- _DESCRIPTION OF THE TASK_
Pick out every line in the entries below that contains the word "yellow", and copy each of those lines in full.

start GIVEN RECORDS

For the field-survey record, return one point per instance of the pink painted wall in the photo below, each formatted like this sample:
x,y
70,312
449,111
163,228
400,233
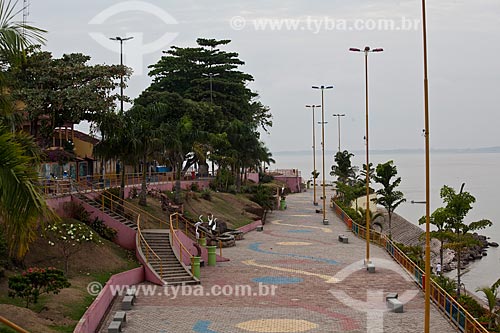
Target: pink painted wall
x,y
149,273
92,317
251,226
168,186
125,236
253,176
57,204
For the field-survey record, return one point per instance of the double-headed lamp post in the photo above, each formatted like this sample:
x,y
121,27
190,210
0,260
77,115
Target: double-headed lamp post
x,y
367,50
121,40
211,75
338,115
427,181
314,152
325,220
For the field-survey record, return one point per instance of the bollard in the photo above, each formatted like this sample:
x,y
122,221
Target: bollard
x,y
282,204
211,255
195,266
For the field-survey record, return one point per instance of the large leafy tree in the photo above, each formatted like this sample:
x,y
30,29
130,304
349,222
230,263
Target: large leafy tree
x,y
457,207
208,75
63,91
21,204
388,196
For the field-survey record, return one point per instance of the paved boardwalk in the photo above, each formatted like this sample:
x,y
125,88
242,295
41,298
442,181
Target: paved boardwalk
x,y
302,280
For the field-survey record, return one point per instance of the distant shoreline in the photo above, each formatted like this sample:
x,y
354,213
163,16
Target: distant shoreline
x,y
485,150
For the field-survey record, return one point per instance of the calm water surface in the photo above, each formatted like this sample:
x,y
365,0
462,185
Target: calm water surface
x,y
477,170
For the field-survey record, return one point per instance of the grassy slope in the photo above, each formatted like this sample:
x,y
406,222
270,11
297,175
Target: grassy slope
x,y
60,313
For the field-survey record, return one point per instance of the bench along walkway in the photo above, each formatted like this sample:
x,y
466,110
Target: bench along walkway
x,y
320,285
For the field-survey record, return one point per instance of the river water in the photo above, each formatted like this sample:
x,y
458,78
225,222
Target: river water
x,y
477,170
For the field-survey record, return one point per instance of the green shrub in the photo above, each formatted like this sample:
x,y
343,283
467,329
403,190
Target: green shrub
x,y
194,187
37,281
265,178
231,189
448,285
76,211
103,230
206,194
472,306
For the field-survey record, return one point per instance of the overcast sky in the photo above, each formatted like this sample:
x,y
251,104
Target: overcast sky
x,y
464,71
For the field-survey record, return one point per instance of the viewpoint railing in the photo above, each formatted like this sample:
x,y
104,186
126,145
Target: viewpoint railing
x,y
142,243
176,242
62,186
449,306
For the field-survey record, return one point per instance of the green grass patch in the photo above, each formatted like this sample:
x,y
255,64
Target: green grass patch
x,y
6,329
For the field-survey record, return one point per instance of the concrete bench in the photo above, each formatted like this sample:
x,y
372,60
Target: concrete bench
x,y
131,292
120,316
391,295
343,239
128,302
395,305
115,327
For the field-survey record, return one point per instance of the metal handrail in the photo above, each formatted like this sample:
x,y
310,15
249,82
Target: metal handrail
x,y
15,327
444,301
134,208
176,238
148,248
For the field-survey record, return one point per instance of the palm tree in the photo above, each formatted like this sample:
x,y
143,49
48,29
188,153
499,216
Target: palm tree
x,y
344,170
21,203
439,218
116,143
371,215
388,196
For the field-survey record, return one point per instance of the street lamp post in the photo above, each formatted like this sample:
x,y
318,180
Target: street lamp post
x,y
211,75
325,220
367,50
338,115
314,152
427,181
121,40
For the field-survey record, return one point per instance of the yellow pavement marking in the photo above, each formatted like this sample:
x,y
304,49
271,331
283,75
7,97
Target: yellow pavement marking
x,y
293,243
277,325
327,278
278,222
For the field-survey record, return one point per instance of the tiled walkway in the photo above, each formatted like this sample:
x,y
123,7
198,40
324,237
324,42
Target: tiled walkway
x,y
297,278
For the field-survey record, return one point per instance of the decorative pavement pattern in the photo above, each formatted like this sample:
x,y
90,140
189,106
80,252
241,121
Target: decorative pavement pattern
x,y
320,285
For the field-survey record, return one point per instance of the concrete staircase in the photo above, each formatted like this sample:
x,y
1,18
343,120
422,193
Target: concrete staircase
x,y
112,214
173,271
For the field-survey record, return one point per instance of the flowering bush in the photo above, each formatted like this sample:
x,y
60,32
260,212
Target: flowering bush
x,y
69,237
36,281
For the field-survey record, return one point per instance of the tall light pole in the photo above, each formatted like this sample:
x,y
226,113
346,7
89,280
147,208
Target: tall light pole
x,y
325,220
427,182
211,75
367,50
121,40
338,115
314,151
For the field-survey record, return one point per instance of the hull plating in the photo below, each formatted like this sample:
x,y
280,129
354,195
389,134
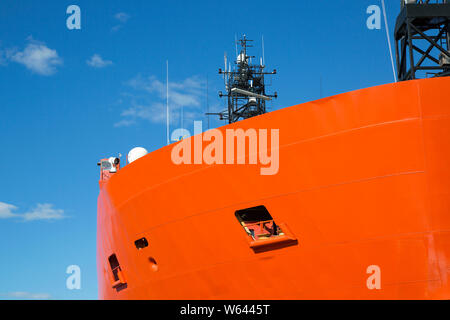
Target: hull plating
x,y
363,180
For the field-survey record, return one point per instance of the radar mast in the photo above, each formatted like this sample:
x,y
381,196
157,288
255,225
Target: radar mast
x,y
422,35
245,86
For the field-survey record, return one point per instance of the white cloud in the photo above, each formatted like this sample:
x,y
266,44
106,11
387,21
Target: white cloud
x,y
37,57
152,105
40,212
97,61
22,295
6,211
44,212
122,17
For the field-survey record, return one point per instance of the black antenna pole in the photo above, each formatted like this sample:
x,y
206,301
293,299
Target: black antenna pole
x,y
246,89
422,35
207,101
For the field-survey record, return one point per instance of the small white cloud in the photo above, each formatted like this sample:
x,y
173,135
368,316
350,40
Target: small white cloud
x,y
122,16
44,212
40,212
22,295
97,61
6,211
38,58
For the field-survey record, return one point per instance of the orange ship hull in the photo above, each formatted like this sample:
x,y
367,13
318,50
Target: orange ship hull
x,y
364,180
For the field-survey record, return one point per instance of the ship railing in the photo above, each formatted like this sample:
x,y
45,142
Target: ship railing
x,y
405,2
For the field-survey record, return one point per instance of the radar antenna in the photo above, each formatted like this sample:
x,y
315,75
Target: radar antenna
x,y
245,87
422,35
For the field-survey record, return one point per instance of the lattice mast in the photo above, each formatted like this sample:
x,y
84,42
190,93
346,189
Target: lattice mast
x,y
422,35
245,86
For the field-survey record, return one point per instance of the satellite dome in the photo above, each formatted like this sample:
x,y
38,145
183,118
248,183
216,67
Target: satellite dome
x,y
136,153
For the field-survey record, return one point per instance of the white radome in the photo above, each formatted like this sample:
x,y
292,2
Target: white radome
x,y
136,153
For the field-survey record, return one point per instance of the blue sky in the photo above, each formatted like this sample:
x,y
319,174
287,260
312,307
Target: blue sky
x,y
70,97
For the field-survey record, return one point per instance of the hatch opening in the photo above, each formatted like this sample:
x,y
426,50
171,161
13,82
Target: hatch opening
x,y
141,243
117,278
258,223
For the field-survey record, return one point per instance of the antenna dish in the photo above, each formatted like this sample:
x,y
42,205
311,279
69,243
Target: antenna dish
x,y
136,153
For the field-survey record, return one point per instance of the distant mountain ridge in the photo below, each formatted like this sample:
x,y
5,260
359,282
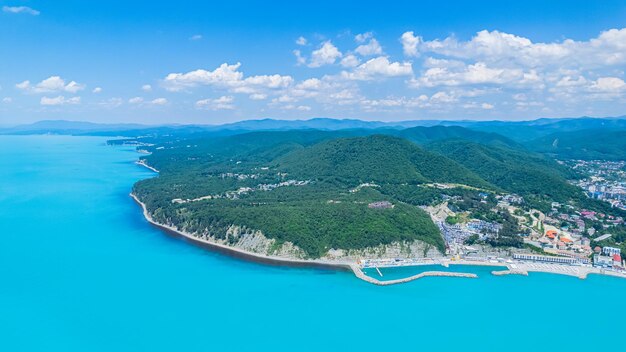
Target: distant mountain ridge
x,y
544,125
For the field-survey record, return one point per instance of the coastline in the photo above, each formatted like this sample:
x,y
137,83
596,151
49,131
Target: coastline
x,y
144,164
516,268
240,253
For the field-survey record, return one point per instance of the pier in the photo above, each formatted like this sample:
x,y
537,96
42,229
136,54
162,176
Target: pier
x,y
359,273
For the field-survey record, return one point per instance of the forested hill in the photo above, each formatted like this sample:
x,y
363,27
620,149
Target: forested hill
x,y
518,171
377,158
598,144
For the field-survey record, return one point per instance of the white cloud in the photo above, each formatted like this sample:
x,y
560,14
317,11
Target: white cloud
x,y
20,9
478,73
222,103
60,100
159,101
327,54
111,103
409,43
509,49
300,60
50,85
296,107
227,77
379,67
370,49
350,61
609,84
362,37
301,41
258,96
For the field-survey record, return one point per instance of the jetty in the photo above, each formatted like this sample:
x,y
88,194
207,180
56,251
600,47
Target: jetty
x,y
361,275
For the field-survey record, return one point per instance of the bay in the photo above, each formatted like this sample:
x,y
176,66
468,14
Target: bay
x,y
81,270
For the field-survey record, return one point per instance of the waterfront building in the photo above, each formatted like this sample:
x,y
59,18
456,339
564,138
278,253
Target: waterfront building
x,y
550,259
610,251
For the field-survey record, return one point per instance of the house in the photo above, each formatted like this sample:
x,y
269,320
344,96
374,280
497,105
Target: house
x,y
380,205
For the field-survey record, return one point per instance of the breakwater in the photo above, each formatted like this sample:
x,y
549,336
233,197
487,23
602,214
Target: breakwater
x,y
359,273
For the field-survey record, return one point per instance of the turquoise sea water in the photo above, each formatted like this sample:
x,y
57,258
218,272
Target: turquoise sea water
x,y
81,270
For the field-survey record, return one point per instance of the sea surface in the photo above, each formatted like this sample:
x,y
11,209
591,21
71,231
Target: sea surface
x,y
81,270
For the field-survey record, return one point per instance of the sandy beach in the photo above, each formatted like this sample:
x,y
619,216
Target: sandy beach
x,y
240,253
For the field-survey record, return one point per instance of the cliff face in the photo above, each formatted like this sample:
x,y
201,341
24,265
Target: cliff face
x,y
254,241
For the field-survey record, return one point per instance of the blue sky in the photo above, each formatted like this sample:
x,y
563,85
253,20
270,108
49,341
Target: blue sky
x,y
200,62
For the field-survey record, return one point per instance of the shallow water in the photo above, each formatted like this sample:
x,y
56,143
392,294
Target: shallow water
x,y
81,270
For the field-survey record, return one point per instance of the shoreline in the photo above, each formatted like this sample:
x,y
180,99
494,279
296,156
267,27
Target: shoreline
x,y
515,268
240,253
142,163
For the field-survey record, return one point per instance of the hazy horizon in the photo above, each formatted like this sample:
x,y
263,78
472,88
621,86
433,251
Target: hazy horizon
x,y
191,62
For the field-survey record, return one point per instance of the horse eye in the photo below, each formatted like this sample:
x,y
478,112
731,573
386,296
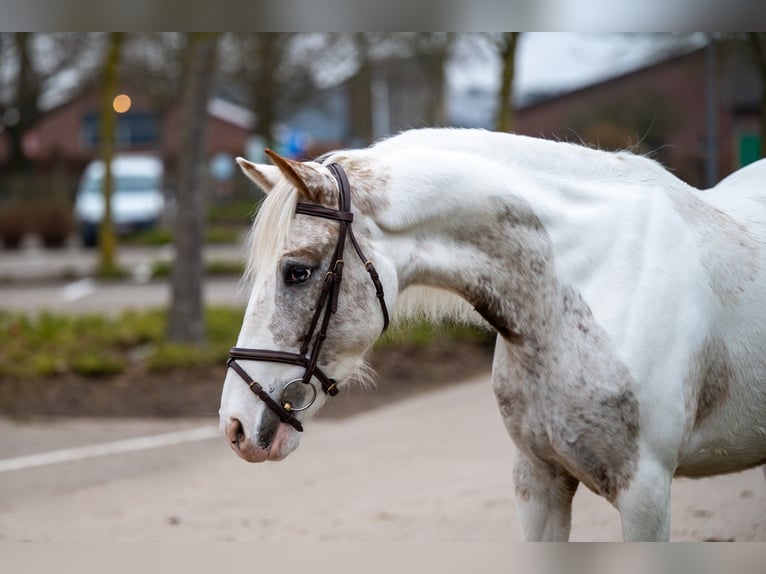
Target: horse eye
x,y
297,274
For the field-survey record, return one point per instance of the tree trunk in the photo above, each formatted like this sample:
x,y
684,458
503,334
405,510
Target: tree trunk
x,y
25,103
758,44
507,51
362,112
186,322
108,128
268,54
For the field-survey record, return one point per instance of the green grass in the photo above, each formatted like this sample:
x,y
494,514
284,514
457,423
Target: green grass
x,y
51,344
46,344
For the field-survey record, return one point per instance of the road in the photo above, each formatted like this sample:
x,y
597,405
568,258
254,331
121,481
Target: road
x,y
90,295
435,468
33,278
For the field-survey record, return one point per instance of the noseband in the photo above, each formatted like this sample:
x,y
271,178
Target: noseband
x,y
326,307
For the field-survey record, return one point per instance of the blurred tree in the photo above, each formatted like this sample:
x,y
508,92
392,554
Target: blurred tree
x,y
432,51
107,243
186,321
757,41
276,72
360,86
504,44
35,66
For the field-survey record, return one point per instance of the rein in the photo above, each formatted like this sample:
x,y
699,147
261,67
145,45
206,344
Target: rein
x,y
326,307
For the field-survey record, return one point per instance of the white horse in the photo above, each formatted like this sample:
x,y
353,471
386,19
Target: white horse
x,y
630,307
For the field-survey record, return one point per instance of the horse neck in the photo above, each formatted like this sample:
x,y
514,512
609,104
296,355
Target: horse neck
x,y
510,236
462,228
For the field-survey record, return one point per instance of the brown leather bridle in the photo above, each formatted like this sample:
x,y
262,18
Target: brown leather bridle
x,y
326,307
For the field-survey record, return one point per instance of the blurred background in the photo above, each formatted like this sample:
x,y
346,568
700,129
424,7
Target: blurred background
x,y
123,219
122,216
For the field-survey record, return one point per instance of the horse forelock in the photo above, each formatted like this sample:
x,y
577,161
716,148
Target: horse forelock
x,y
270,230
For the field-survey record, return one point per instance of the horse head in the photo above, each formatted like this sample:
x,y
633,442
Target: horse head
x,y
312,314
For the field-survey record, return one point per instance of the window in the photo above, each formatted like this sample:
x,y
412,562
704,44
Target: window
x,y
134,129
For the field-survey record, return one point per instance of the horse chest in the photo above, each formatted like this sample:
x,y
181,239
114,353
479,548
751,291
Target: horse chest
x,y
574,410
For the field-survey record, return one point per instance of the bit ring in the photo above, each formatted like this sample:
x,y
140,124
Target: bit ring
x,y
293,408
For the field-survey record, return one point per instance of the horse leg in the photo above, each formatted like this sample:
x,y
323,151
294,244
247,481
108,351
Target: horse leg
x,y
544,499
645,504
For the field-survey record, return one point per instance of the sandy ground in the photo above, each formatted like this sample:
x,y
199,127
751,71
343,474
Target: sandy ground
x,y
433,468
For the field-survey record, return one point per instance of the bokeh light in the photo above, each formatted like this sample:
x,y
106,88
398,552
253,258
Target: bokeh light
x,y
121,103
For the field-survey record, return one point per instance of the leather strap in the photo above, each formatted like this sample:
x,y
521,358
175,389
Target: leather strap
x,y
326,307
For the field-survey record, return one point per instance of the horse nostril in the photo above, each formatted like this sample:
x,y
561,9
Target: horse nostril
x,y
235,432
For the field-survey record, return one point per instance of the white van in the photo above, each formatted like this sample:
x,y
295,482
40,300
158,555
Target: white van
x,y
138,201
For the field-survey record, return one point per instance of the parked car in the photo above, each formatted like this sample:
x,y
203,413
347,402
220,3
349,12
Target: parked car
x,y
138,199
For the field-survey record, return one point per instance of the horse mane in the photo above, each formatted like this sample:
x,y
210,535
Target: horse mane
x,y
268,234
272,224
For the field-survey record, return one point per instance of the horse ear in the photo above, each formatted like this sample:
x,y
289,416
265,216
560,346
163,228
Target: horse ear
x,y
265,176
310,183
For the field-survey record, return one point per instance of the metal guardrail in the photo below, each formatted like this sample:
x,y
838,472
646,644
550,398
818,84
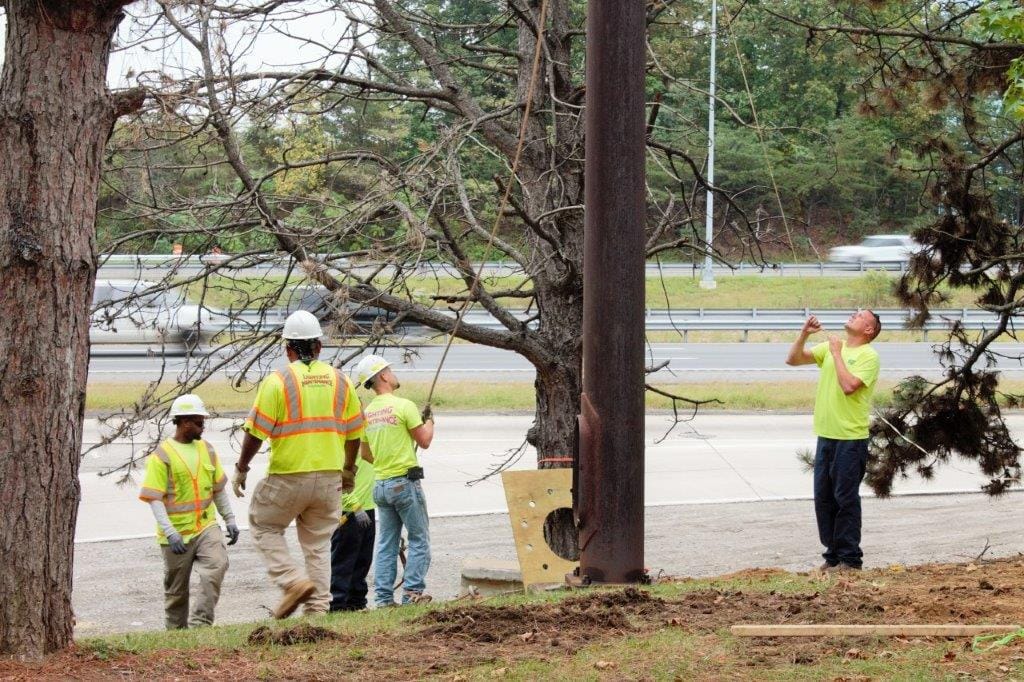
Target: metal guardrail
x,y
691,320
143,262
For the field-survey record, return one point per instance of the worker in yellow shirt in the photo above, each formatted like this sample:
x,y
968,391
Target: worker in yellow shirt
x,y
182,478
352,543
842,413
312,418
394,429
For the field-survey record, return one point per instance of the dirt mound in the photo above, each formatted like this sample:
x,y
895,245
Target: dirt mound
x,y
300,634
582,617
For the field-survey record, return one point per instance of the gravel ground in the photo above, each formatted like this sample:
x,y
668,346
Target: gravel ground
x,y
118,585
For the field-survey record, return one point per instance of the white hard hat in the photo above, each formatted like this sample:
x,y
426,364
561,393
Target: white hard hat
x,y
188,405
302,325
369,368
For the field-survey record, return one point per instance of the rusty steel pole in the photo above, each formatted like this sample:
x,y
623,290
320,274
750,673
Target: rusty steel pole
x,y
610,465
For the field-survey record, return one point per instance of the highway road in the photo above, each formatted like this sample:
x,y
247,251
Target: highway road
x,y
723,493
715,458
687,363
156,267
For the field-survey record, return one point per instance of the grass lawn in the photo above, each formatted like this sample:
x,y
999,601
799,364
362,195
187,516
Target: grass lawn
x,y
675,630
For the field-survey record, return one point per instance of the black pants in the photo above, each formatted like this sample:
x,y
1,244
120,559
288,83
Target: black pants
x,y
839,468
351,554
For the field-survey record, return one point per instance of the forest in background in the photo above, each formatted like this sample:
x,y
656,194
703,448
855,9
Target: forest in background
x,y
809,146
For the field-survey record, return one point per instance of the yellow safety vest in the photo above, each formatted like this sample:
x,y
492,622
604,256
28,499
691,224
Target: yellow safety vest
x,y
187,495
316,413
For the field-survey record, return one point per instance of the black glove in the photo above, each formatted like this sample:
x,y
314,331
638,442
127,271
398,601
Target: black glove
x,y
361,519
176,544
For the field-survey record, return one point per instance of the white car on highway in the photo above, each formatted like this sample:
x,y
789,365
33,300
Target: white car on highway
x,y
139,311
877,249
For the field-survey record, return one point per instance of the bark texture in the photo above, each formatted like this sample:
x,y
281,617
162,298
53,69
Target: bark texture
x,y
55,117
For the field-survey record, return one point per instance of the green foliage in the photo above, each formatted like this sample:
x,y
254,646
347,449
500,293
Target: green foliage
x,y
1004,20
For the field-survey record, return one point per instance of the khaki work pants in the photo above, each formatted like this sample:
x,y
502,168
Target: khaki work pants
x,y
312,501
208,556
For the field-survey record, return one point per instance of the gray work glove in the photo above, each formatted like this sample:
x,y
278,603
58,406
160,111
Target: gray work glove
x,y
361,519
239,482
176,544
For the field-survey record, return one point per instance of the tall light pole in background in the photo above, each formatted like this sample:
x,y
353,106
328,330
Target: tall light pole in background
x,y
708,276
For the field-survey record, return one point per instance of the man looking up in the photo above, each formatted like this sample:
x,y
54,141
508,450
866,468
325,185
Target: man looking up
x,y
182,478
311,415
394,428
842,407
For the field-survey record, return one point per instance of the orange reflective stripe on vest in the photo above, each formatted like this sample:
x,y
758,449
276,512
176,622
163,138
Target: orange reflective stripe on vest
x,y
198,504
296,423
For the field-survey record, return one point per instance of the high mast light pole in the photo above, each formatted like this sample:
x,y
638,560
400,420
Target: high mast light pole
x,y
708,275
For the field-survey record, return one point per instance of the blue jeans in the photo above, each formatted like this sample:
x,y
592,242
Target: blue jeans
x,y
400,502
839,468
351,552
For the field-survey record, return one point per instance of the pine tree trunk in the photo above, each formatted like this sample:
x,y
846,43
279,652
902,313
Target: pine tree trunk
x,y
55,117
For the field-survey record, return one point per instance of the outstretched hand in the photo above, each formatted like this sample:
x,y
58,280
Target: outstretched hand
x,y
811,326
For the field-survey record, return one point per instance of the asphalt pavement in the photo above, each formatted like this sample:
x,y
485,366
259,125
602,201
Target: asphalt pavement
x,y
687,363
716,458
723,493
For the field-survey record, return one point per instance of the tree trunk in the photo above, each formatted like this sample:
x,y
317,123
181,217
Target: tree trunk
x,y
55,117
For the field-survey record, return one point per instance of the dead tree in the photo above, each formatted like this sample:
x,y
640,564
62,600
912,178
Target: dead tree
x,y
492,96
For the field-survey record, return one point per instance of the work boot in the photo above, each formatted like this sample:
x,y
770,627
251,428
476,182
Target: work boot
x,y
296,594
418,598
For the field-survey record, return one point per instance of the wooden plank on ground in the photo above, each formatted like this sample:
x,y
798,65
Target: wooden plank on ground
x,y
839,630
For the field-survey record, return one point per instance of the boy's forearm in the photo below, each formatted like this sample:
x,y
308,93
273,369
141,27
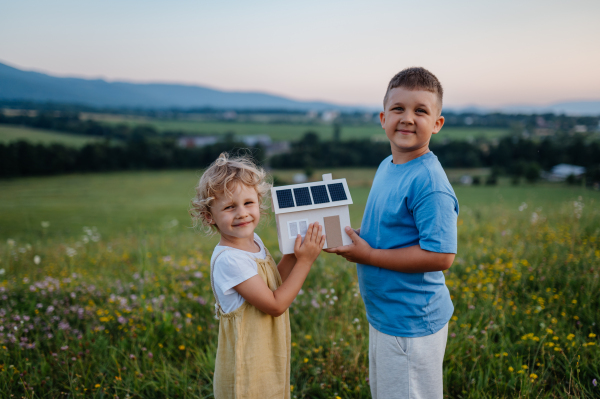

end GIVEN RECORDS

- _ANSWER TO THE PROBLEM_
For the field-survey record, return one point per instance of the yellow pavement marking in the photo above, each formatted like this sample:
Target: yellow pavement marking
For the field-survey record, return one point per instance of the worker in yellow shirt in the photo above, each formatted like this sample:
Target: worker in yellow shirt
For the field-survey record, return one point per instance of the yellow safety vest in the photo above, each formatted like this sample:
Target: yellow safety vest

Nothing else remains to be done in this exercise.